• Document excerpt
New Zealand Foreign Affairs Minister Winston Peters says his visit to Polynesia is not part of efforts to ease reservations about New Zealand joining the non-nuclear pillar of Aukus.

Peters – also deputy prime minister – and Health Minister Dr Shane Reti are starting the second of a four-day tour of Tonga, Cook Islands and Samoa. It is Peters’ second visit to the Pacific since being sworn in as foreign minister.

On Wednesday the pair opened a new pharmacy warehouse in central Tonga, built with $2.4 million (US$1.2 million), funding approved in 2021 as part of the Covid-19 response by the former Labour government.

Earlier that morning he meet with Tongan Deputy Prime Minister Samiu Vaipulu, who reaffirmed the two nation’s longstanding ties, and asked Wellington for support to build a court house.

Speaking to media later that day, Peters bristled when asked whether the trip was an attempt to soften the position of some Pacific leaders about New Zealand joining the pillar two of Aukus, a defence partnership.

Former Pacific leaders in April raised concerns defence was overpowering the existential threat of climate change, and said the Aukus pact was “triggering an arms race”.

• Given data
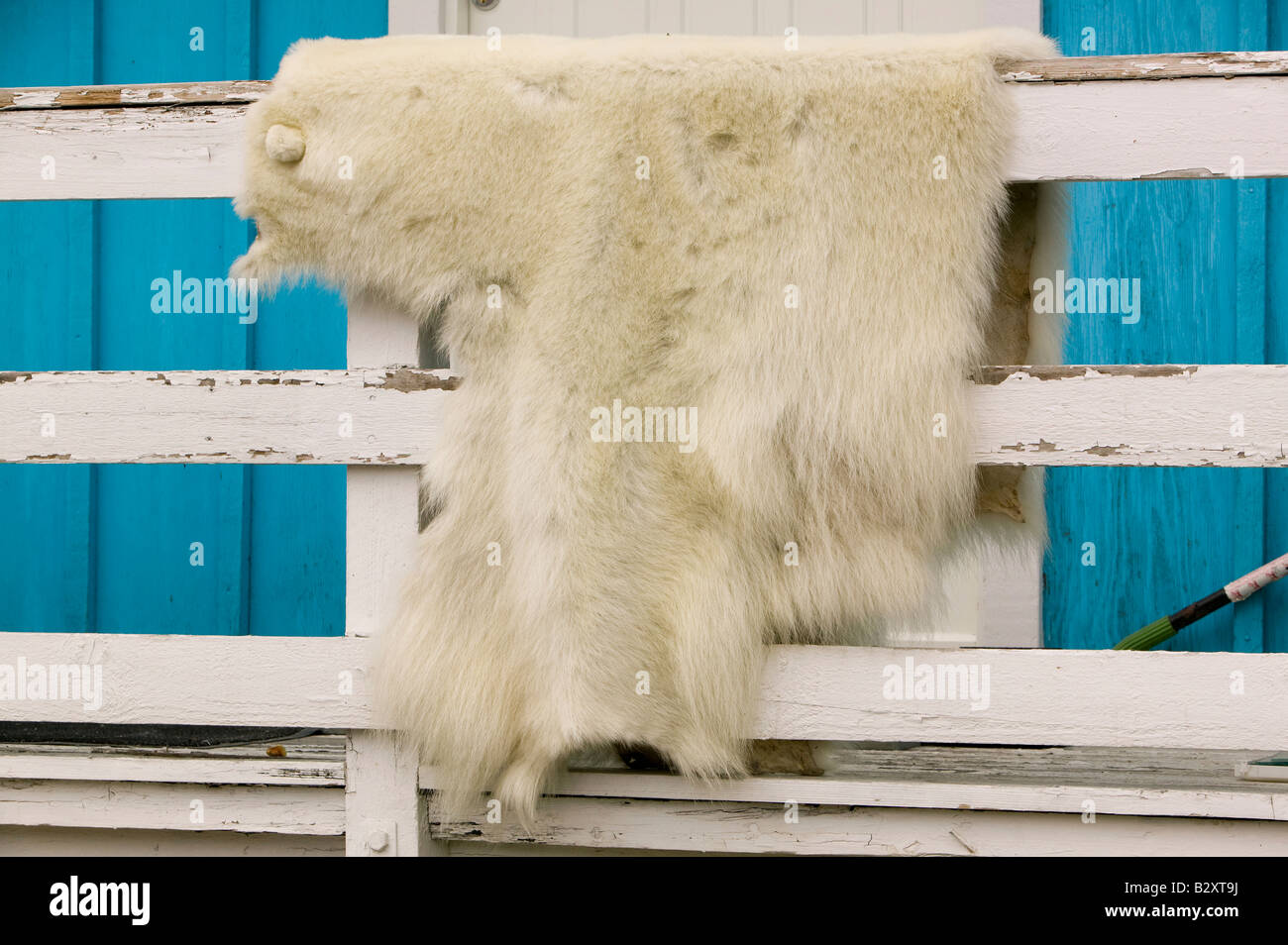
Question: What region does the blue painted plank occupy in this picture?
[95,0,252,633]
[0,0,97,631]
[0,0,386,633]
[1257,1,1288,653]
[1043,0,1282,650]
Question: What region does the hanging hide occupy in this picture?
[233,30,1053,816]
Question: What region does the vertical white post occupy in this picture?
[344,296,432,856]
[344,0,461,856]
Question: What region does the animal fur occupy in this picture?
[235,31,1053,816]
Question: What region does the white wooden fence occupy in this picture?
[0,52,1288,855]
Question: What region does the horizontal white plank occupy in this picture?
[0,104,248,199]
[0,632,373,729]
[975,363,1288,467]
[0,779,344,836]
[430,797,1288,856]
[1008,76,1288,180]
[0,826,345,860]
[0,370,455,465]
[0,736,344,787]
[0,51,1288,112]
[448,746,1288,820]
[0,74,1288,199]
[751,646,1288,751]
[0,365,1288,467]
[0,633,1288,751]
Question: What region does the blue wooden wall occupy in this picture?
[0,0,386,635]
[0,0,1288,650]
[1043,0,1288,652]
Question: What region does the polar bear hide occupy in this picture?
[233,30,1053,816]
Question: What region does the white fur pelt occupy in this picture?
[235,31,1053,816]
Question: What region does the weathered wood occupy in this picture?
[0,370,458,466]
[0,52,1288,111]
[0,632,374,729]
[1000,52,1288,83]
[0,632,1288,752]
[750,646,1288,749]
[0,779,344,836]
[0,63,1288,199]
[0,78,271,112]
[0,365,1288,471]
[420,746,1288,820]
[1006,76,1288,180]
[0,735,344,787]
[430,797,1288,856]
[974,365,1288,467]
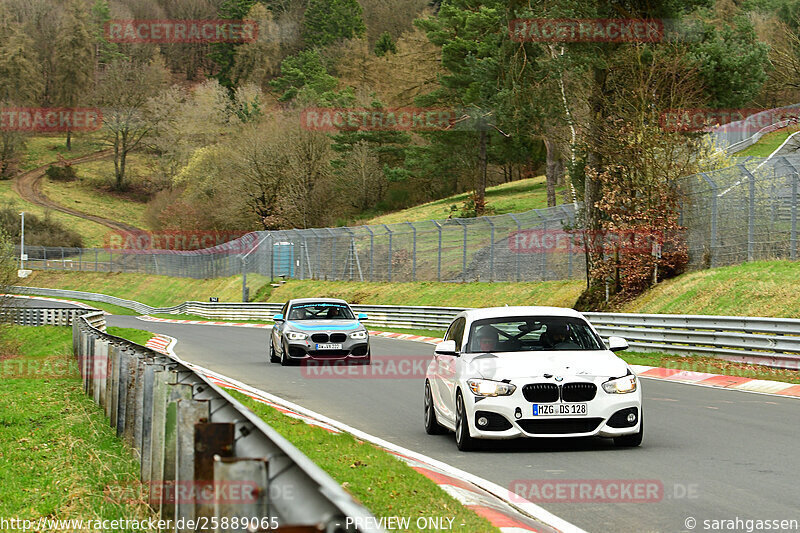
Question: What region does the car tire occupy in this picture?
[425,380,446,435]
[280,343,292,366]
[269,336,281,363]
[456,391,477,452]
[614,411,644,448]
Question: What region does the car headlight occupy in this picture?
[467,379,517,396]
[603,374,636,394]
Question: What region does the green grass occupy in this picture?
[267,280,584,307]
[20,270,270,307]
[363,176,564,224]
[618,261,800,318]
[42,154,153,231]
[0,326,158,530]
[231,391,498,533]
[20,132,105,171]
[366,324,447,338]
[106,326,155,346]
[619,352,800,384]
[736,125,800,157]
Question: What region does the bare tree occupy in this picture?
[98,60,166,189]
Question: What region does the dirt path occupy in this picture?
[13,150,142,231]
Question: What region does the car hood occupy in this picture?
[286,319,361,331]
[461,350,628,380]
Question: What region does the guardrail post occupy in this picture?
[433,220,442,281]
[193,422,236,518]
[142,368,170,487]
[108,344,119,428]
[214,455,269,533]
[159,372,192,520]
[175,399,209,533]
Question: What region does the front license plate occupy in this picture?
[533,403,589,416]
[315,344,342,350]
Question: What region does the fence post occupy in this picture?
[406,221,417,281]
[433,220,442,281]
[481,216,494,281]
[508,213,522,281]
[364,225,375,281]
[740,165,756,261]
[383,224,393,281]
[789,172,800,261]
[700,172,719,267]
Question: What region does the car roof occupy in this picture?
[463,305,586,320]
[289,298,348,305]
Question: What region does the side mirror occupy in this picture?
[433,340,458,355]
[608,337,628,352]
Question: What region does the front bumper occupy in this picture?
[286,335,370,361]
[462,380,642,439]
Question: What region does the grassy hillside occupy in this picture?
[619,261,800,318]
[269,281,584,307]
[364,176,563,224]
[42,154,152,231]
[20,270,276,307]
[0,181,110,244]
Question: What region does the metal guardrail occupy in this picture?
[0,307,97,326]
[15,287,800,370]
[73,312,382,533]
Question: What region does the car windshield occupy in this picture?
* * *
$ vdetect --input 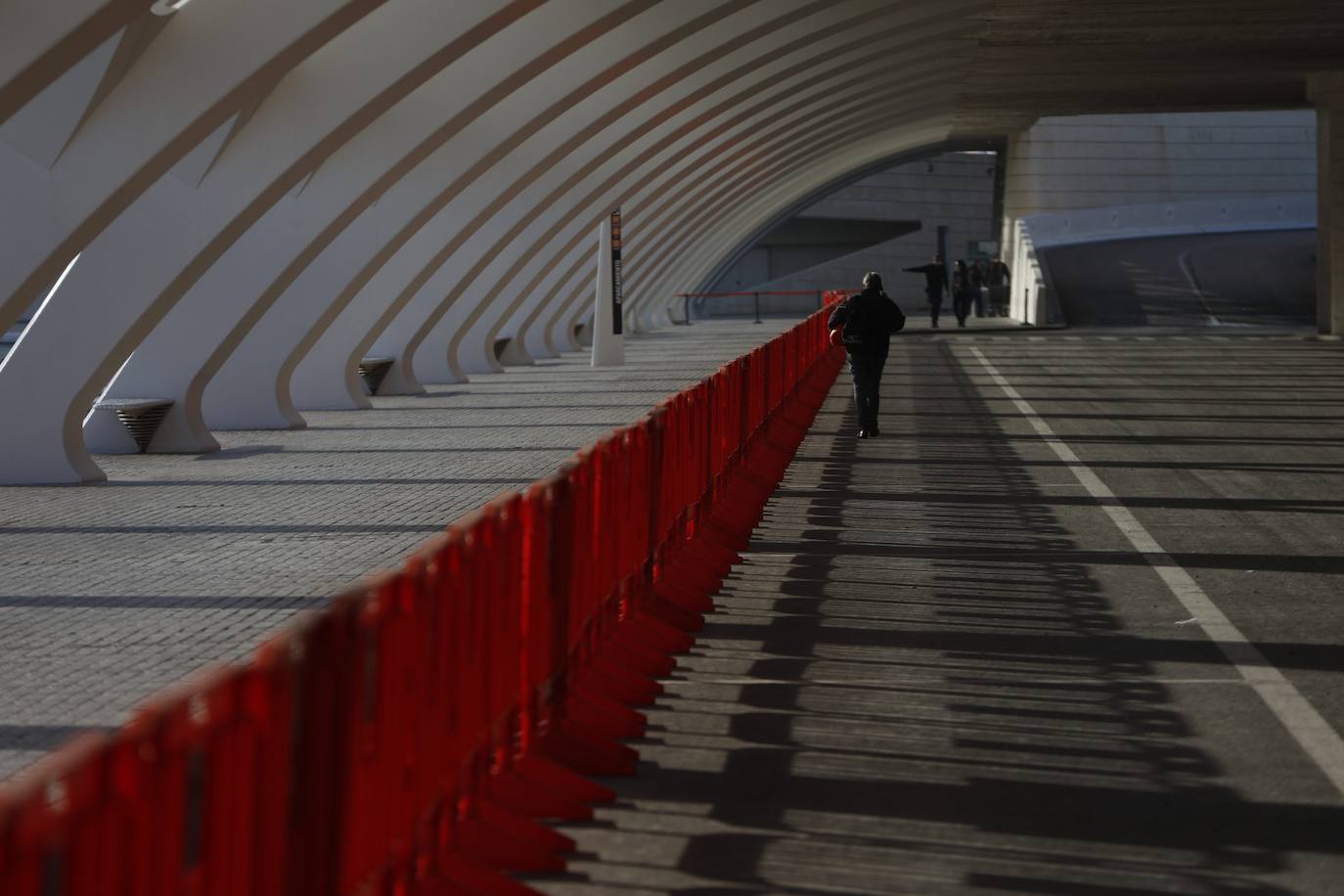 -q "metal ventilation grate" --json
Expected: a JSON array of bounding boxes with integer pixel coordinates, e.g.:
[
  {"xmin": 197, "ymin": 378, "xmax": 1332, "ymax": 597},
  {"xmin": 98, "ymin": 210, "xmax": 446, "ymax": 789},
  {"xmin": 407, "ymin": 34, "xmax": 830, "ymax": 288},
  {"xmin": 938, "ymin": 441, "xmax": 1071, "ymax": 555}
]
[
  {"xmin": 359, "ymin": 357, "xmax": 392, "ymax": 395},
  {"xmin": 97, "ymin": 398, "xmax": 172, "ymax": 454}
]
==
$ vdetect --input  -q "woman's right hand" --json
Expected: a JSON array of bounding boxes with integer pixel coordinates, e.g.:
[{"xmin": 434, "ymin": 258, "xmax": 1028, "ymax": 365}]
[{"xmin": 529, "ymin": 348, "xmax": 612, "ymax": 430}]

• Problem
Say whether each statement below agrees with the article on Winston Peters' Pacific tour, answering yes or no and quoting the words of the article that decide it. 1. Peters' tour includes Tonga, Cook Islands and Samoa. 2. This trip is Peters' first visit to the Pacific since he became foreign minister. 3. Former Pacific leaders raised their concerns about Aukus in April.

• Task output
1. Yes: "a four-day tour of Tonga, Cook Islands and Samoa."
2. No: "It is Peters’ second visit to the Pacific since being sworn in as foreign minister."
3. Yes: "Former Pacific leaders in April raised concerns defence was overpowering the existential threat of climate change."